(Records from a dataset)
>>>>

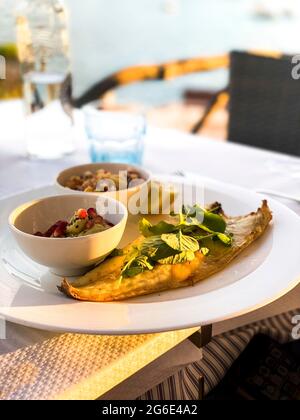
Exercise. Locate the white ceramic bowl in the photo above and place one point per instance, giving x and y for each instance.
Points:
(66, 256)
(115, 168)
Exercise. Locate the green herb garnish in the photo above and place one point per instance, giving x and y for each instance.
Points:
(167, 243)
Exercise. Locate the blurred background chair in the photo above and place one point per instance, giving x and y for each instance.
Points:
(264, 103)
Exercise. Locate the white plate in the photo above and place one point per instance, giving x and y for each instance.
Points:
(265, 272)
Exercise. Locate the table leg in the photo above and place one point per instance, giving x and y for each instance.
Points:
(200, 339)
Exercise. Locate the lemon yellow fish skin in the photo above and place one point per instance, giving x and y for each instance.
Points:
(102, 284)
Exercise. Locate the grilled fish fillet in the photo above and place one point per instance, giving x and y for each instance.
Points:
(102, 284)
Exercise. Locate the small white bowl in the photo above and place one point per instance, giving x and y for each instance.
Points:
(67, 256)
(115, 168)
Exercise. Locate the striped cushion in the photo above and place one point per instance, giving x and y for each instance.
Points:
(218, 357)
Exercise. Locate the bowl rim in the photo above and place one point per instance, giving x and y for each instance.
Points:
(18, 210)
(136, 167)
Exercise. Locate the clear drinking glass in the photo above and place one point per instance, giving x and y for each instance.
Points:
(115, 136)
(43, 48)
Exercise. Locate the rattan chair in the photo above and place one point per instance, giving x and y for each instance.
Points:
(264, 103)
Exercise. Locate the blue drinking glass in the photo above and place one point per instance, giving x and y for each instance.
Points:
(115, 136)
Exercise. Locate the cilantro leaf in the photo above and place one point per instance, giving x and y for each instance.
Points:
(179, 258)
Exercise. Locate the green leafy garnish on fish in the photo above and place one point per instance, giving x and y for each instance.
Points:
(167, 243)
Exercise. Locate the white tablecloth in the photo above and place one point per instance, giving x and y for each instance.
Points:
(166, 151)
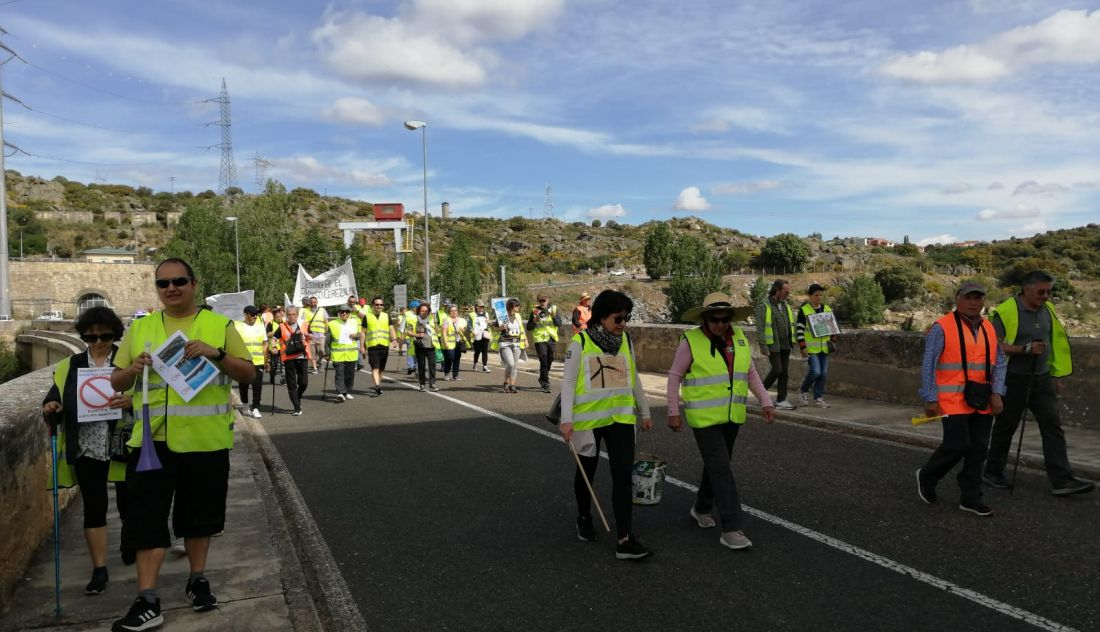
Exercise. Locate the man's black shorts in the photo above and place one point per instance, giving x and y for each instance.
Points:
(377, 355)
(196, 483)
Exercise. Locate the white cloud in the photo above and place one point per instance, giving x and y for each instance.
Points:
(1066, 37)
(1019, 212)
(691, 199)
(355, 111)
(944, 239)
(744, 188)
(606, 212)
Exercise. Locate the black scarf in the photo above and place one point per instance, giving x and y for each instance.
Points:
(606, 341)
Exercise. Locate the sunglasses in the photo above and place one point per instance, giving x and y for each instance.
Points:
(178, 281)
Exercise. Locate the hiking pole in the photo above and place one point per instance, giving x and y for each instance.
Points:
(1023, 421)
(587, 484)
(54, 420)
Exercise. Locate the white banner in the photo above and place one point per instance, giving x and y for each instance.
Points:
(231, 306)
(331, 288)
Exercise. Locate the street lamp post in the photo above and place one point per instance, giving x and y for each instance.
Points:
(413, 125)
(237, 248)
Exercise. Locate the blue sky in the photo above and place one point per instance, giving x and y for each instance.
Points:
(942, 121)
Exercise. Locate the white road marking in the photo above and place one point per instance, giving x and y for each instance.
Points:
(950, 587)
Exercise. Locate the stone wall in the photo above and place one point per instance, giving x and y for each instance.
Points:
(58, 285)
(876, 365)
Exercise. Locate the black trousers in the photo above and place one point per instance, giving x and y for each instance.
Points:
(1044, 407)
(545, 351)
(297, 379)
(426, 362)
(780, 364)
(717, 486)
(965, 439)
(256, 386)
(618, 438)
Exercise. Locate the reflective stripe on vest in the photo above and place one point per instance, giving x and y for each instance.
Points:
(377, 329)
(814, 344)
(598, 407)
(1060, 363)
(206, 422)
(710, 394)
(949, 377)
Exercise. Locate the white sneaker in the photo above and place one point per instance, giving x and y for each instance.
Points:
(704, 520)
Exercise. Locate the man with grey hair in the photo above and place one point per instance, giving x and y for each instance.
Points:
(1038, 354)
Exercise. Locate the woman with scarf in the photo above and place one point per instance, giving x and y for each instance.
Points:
(714, 366)
(85, 447)
(602, 400)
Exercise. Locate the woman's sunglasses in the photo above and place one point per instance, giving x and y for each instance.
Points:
(178, 281)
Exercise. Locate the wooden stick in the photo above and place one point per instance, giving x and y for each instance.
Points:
(587, 484)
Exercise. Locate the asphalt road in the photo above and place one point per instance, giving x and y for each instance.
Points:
(444, 518)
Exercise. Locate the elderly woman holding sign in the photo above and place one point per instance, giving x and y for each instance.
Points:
(95, 424)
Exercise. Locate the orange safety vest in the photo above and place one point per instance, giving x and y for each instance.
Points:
(583, 317)
(949, 377)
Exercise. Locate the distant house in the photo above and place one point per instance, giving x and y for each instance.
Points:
(109, 256)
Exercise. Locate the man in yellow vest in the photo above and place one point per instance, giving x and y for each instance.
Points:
(1038, 355)
(961, 380)
(380, 335)
(714, 366)
(191, 440)
(543, 324)
(254, 334)
(344, 342)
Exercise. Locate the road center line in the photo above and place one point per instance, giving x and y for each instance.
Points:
(950, 587)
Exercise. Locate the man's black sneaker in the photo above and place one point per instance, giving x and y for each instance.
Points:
(976, 507)
(631, 549)
(1073, 486)
(142, 616)
(584, 530)
(98, 583)
(198, 591)
(927, 492)
(996, 479)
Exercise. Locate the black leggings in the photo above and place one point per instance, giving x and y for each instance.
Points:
(619, 441)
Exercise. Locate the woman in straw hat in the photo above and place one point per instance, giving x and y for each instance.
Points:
(714, 367)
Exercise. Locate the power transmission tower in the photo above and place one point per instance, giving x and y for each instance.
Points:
(261, 165)
(548, 203)
(227, 176)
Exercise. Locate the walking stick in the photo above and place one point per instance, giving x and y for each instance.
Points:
(587, 484)
(1023, 421)
(54, 420)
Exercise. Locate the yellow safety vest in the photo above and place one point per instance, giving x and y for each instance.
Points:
(377, 329)
(814, 344)
(1060, 364)
(348, 351)
(253, 336)
(206, 422)
(712, 395)
(595, 407)
(769, 333)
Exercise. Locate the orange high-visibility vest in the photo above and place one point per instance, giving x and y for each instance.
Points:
(949, 377)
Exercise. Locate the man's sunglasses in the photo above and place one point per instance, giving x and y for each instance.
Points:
(178, 281)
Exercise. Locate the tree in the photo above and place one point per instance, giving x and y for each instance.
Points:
(784, 251)
(900, 281)
(861, 302)
(657, 254)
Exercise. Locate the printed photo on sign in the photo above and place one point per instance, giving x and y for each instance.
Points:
(606, 372)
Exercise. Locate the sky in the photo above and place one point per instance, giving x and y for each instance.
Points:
(941, 121)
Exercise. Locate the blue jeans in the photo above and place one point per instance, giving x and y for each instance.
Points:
(816, 369)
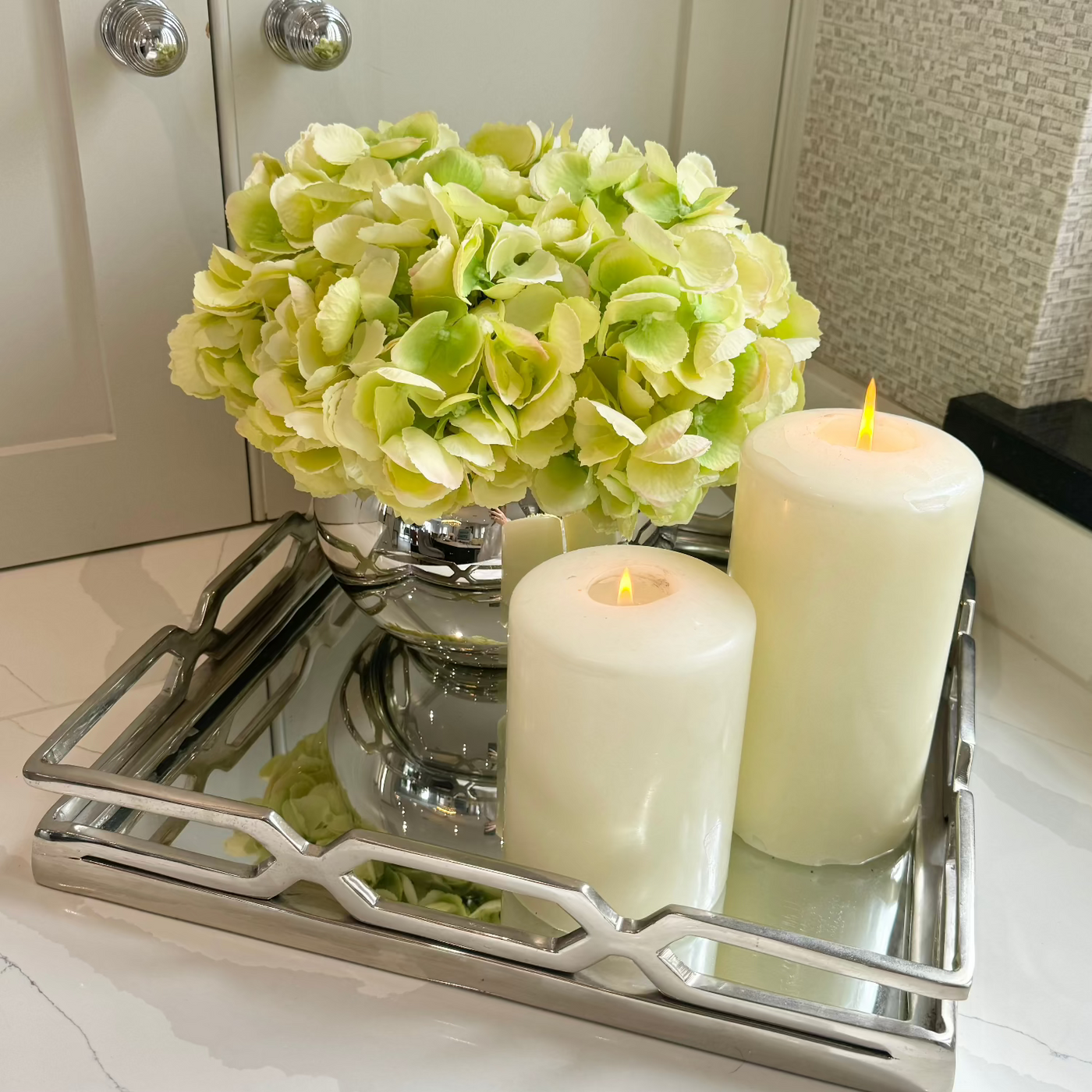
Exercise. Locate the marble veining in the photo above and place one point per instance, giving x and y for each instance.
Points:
(104, 997)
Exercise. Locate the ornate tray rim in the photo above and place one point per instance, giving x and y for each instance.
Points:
(860, 1050)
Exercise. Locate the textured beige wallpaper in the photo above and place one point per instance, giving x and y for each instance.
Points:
(944, 204)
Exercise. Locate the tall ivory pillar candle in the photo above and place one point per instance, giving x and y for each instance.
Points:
(854, 560)
(625, 725)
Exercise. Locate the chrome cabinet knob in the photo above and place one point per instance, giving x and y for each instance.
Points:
(144, 35)
(308, 33)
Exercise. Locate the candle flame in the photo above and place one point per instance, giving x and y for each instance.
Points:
(867, 418)
(626, 590)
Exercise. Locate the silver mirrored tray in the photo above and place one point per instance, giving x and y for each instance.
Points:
(843, 974)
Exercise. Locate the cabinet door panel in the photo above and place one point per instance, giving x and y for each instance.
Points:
(687, 73)
(117, 199)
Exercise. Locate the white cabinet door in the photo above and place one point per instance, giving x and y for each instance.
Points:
(693, 74)
(111, 198)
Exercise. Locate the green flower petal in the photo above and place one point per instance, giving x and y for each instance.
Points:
(518, 147)
(567, 339)
(652, 238)
(533, 307)
(660, 161)
(800, 329)
(483, 428)
(658, 200)
(509, 485)
(707, 261)
(451, 165)
(413, 232)
(338, 314)
(725, 428)
(537, 449)
(185, 371)
(558, 172)
(619, 262)
(254, 222)
(295, 210)
(392, 412)
(338, 144)
(433, 273)
(658, 343)
(564, 486)
(467, 205)
(464, 445)
(696, 174)
(433, 347)
(554, 402)
(661, 484)
(431, 460)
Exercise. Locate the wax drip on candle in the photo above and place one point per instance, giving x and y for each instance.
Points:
(626, 590)
(867, 418)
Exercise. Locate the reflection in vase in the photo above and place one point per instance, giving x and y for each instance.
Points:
(860, 906)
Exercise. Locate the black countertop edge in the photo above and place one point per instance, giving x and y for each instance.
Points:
(1044, 451)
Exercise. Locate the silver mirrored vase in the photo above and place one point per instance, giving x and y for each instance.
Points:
(434, 584)
(438, 584)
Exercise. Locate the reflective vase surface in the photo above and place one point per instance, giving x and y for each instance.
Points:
(437, 584)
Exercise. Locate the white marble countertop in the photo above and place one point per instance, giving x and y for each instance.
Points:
(95, 996)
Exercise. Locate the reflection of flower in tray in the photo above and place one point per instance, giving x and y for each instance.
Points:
(305, 792)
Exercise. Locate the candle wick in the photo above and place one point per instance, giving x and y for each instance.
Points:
(867, 418)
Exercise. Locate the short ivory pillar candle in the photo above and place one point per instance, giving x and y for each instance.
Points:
(854, 560)
(625, 725)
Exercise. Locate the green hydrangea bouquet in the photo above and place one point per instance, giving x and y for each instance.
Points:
(445, 325)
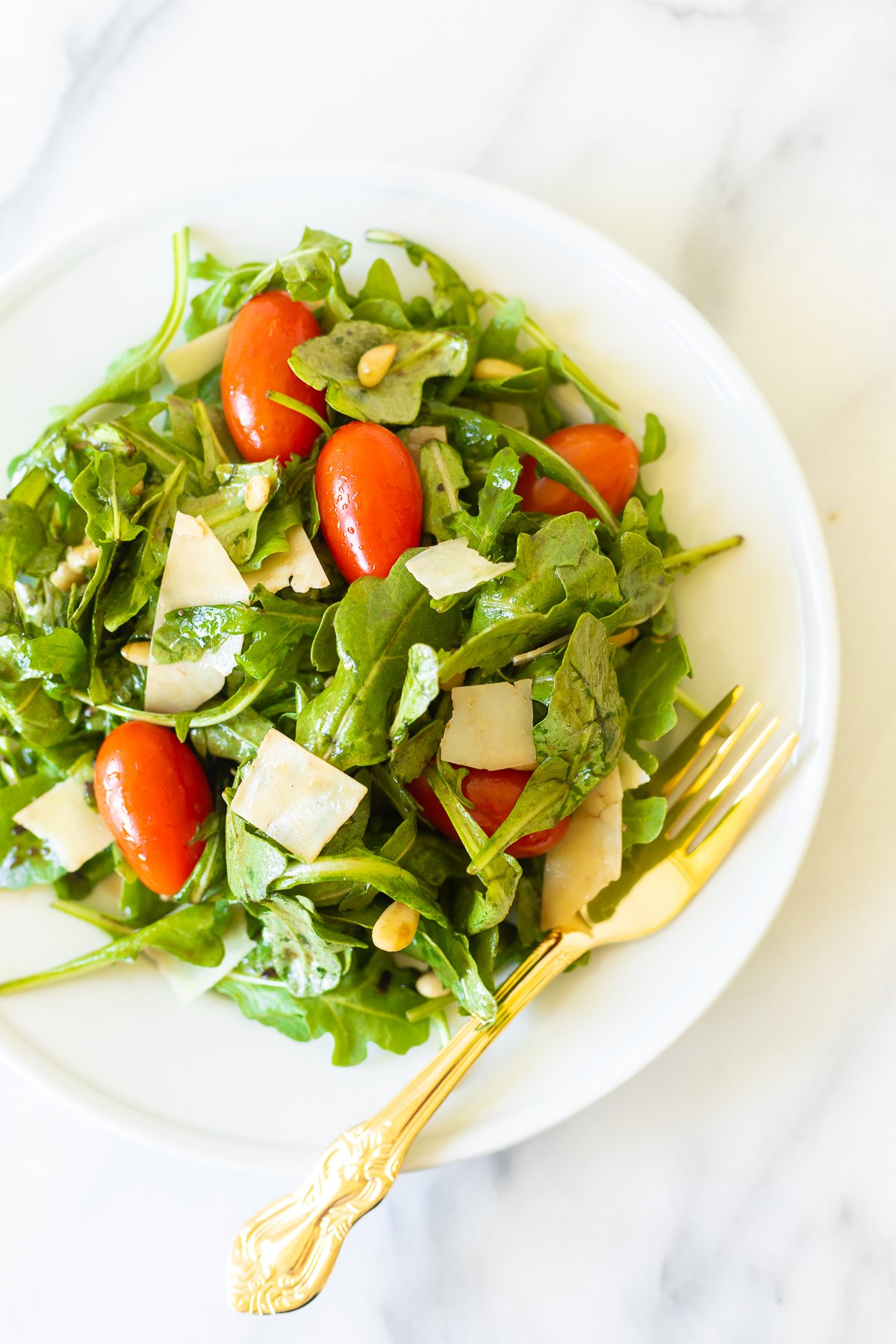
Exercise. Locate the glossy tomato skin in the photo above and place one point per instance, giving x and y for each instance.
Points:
(602, 453)
(492, 794)
(370, 499)
(265, 334)
(152, 794)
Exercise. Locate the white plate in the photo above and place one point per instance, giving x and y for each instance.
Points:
(206, 1082)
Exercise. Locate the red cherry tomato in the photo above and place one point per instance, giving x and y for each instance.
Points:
(267, 332)
(494, 794)
(152, 794)
(603, 455)
(370, 499)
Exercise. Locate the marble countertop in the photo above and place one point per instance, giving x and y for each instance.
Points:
(741, 1189)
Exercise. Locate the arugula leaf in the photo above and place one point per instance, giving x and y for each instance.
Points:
(454, 302)
(578, 742)
(279, 626)
(500, 337)
(642, 820)
(190, 933)
(421, 687)
(499, 877)
(559, 574)
(648, 680)
(655, 440)
(496, 504)
(376, 624)
(476, 429)
(442, 477)
(22, 535)
(225, 510)
(60, 653)
(308, 954)
(309, 272)
(368, 1006)
(134, 584)
(105, 492)
(449, 956)
(238, 739)
(331, 362)
(254, 860)
(359, 865)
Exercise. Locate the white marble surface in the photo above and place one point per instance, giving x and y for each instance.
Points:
(742, 1189)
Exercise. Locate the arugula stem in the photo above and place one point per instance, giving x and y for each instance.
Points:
(93, 917)
(429, 1008)
(700, 553)
(282, 399)
(699, 712)
(205, 719)
(579, 379)
(125, 382)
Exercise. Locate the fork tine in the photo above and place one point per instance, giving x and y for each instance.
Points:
(703, 860)
(721, 756)
(680, 761)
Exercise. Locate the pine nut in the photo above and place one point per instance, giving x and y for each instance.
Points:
(375, 364)
(395, 927)
(492, 369)
(63, 577)
(430, 987)
(137, 652)
(257, 492)
(84, 557)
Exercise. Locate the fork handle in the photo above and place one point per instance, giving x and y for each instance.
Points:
(284, 1256)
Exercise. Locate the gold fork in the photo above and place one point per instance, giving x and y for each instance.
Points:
(284, 1256)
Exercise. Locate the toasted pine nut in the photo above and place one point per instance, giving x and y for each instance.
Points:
(395, 927)
(137, 652)
(430, 987)
(375, 364)
(489, 369)
(63, 577)
(257, 492)
(84, 557)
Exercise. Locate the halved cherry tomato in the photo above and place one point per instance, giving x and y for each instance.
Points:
(152, 794)
(494, 794)
(602, 453)
(370, 499)
(267, 332)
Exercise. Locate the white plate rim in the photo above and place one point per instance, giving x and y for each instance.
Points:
(712, 352)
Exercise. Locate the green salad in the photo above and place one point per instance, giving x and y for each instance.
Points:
(334, 651)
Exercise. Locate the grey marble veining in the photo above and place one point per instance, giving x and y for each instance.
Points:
(741, 1189)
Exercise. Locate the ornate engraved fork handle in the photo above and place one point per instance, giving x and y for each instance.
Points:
(284, 1256)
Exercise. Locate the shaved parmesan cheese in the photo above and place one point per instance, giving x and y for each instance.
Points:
(630, 773)
(415, 437)
(297, 566)
(198, 573)
(191, 981)
(294, 797)
(191, 362)
(491, 727)
(65, 820)
(588, 859)
(453, 567)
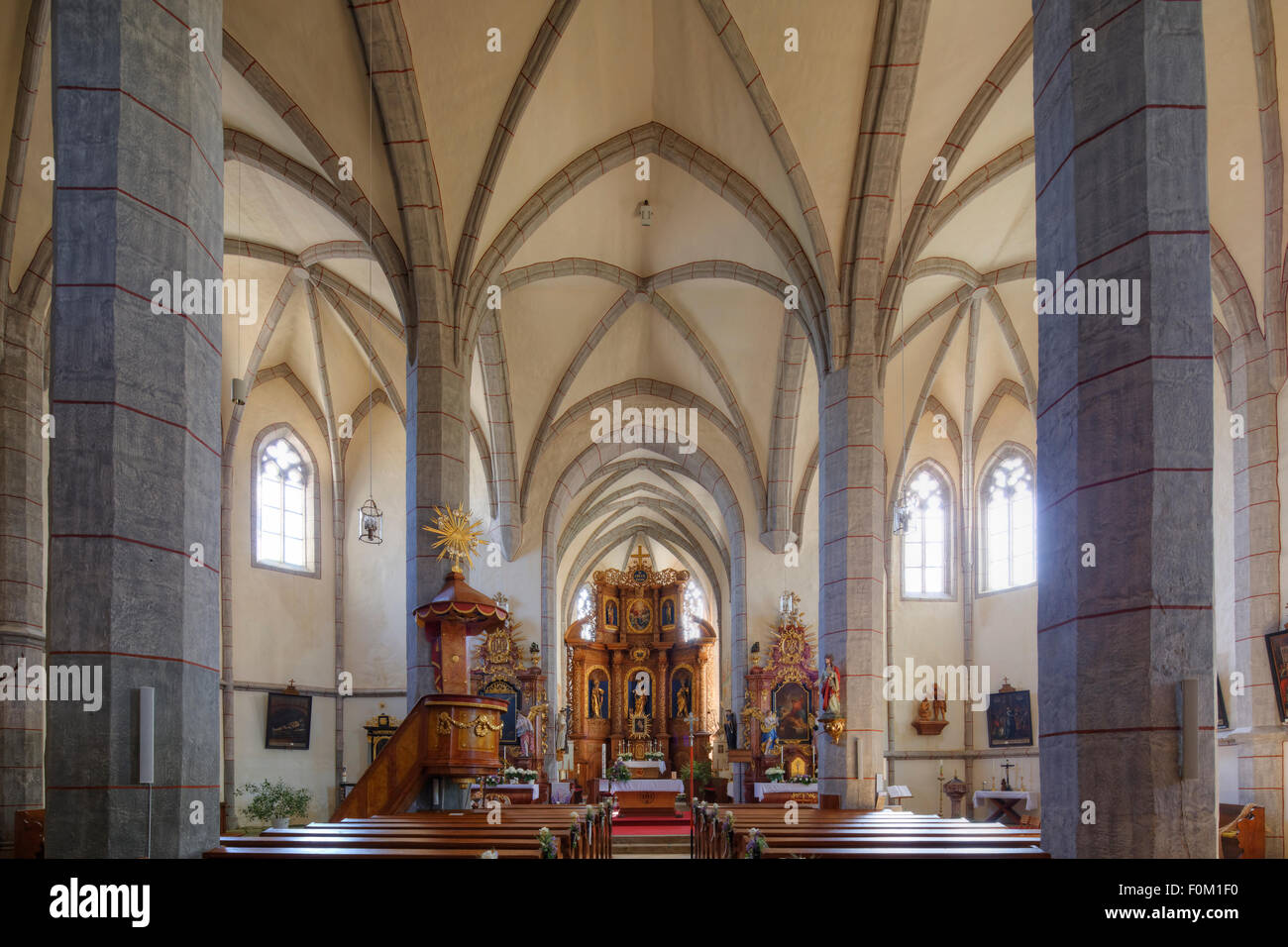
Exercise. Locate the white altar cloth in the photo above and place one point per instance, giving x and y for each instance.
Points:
(514, 785)
(644, 767)
(643, 787)
(1030, 799)
(778, 788)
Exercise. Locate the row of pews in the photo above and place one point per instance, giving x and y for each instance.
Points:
(728, 831)
(576, 831)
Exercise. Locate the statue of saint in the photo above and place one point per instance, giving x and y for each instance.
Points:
(523, 728)
(642, 690)
(831, 686)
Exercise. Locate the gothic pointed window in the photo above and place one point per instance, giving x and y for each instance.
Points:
(584, 607)
(695, 609)
(283, 501)
(1008, 522)
(927, 543)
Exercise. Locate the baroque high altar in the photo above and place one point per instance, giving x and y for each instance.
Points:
(638, 684)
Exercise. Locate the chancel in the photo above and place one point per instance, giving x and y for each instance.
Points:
(568, 428)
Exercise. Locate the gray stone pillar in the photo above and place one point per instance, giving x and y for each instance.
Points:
(134, 467)
(851, 554)
(1125, 431)
(437, 475)
(22, 561)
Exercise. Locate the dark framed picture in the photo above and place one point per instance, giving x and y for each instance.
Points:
(502, 689)
(1276, 646)
(288, 720)
(793, 705)
(1010, 719)
(1223, 719)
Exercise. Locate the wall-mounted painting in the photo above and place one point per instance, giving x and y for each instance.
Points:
(793, 705)
(288, 720)
(1276, 643)
(669, 612)
(639, 615)
(1010, 719)
(1223, 719)
(505, 690)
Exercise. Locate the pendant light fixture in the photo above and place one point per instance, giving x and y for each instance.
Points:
(372, 518)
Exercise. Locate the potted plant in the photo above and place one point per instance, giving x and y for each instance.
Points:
(702, 776)
(619, 772)
(274, 802)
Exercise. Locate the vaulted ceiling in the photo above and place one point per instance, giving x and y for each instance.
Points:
(752, 167)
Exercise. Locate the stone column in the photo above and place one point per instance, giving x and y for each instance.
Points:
(1125, 431)
(437, 475)
(134, 467)
(22, 561)
(851, 527)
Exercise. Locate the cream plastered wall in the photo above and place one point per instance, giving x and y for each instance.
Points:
(930, 630)
(1223, 562)
(283, 625)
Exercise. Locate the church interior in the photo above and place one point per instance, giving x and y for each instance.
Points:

<<<<

(WHAT IS BEING ASKED) Could you give again exactly the lines from the line containing "Exercise. Locate the gothic" through the final line of the data above, and no others?

(ANSWER FOR THE TASK)
Exercise. Locate the gothic pointed window in the photo above and place one point per instance, giving x and y for each instance.
Points:
(584, 607)
(695, 609)
(283, 501)
(1008, 522)
(927, 543)
Exercise. Locate the baroque high altar in the photo above and place one point per instance, giving x and y for each instance.
Points:
(638, 684)
Exercise. Locate the chancel in the photo above and place one point per instance, giving x and y for each instance.
Points:
(568, 428)
Exercise. Locate the gray stone pillar in the photo above and place one point per instance, giving x and y for each instance.
Points:
(134, 467)
(851, 554)
(1125, 431)
(437, 475)
(22, 561)
Exercise. Locate the dark framed picture in the photo above and place one point per instance, giving x and y for each instance.
Points:
(502, 689)
(1276, 646)
(288, 720)
(793, 705)
(1010, 719)
(1223, 719)
Exercise. Locate the wall-mounted painting in the photo above and place one point per instance, giving x and y for each instance.
Points:
(793, 705)
(288, 720)
(1276, 643)
(669, 612)
(639, 615)
(1010, 719)
(1223, 719)
(505, 690)
Exercise. Locate the pendant light fixture in the photo above and place one point per instance, giving x and y for each instance.
Points:
(372, 518)
Exercise. Locate the potted plant in the photo above and place one point per instance, giving x and y for each instance.
Points:
(702, 776)
(619, 772)
(274, 802)
Exercise. Locate the vaulted ceiling in the photo above and place one point per instance, giving x and y for each instance.
Points:
(752, 167)
Exercise. Locate the stone column in the photo above and place one point per instance, giving x and y for each instance.
Points:
(1125, 431)
(437, 475)
(134, 467)
(22, 561)
(851, 527)
Exercise. Locate the cream plastered wall in the photo above and place one point per instance, giving x and y for each instance.
Points:
(930, 630)
(1223, 562)
(283, 625)
Exercise. Locate the church interior in the photo above and place one point per instance, giving x and y for each instance.
Points:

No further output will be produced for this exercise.